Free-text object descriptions
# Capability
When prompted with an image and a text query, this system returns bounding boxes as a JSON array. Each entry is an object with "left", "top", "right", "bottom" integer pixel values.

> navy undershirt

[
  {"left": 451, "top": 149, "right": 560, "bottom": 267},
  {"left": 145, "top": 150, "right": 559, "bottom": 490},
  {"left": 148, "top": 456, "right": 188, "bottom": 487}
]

* [Problem to solve] After reading the data above, return it verbatim in full.

* [The answer]
# Capability
When prompted with an image and a text query, this system returns bounding boxes as a JSON array. Each entry is an object with "left", "top", "right", "bottom" integer pixel values.

> navy undershirt

[
  {"left": 451, "top": 149, "right": 560, "bottom": 267},
  {"left": 145, "top": 150, "right": 559, "bottom": 490},
  {"left": 148, "top": 456, "right": 188, "bottom": 487}
]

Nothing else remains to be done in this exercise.